Image point grounding data:
((

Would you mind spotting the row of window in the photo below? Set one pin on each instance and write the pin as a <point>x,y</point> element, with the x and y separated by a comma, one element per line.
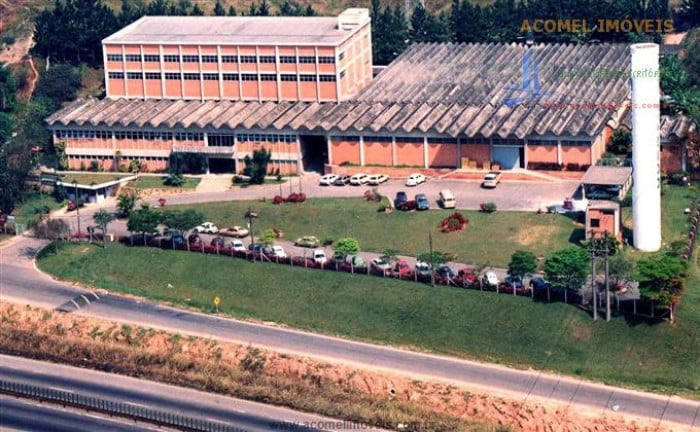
<point>215,77</point>
<point>185,58</point>
<point>109,158</point>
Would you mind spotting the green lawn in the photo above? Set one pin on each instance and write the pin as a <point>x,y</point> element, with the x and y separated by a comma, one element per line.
<point>156,182</point>
<point>466,323</point>
<point>488,239</point>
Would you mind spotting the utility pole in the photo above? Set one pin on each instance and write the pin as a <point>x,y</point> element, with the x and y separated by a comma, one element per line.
<point>77,205</point>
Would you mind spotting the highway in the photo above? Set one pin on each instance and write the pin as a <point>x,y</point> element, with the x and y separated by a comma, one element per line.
<point>24,415</point>
<point>245,416</point>
<point>21,283</point>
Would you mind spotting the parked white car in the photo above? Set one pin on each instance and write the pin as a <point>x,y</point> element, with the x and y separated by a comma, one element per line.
<point>415,179</point>
<point>327,179</point>
<point>490,278</point>
<point>377,179</point>
<point>206,227</point>
<point>358,179</point>
<point>237,246</point>
<point>319,256</point>
<point>276,251</point>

))

Assigned task.
All lines from the one that holds "Would you mind spotting the parked" to the end of the entries above must be transcribed exactly, both ends included, and no others.

Exercise response.
Would you mind spotting the parked white car in the photo above? Set one pin on each instance and write the pin as a <point>x,y</point> element, with the x and y separated by a comma, one element per line.
<point>415,179</point>
<point>327,179</point>
<point>490,278</point>
<point>377,179</point>
<point>206,227</point>
<point>358,179</point>
<point>237,246</point>
<point>319,256</point>
<point>276,251</point>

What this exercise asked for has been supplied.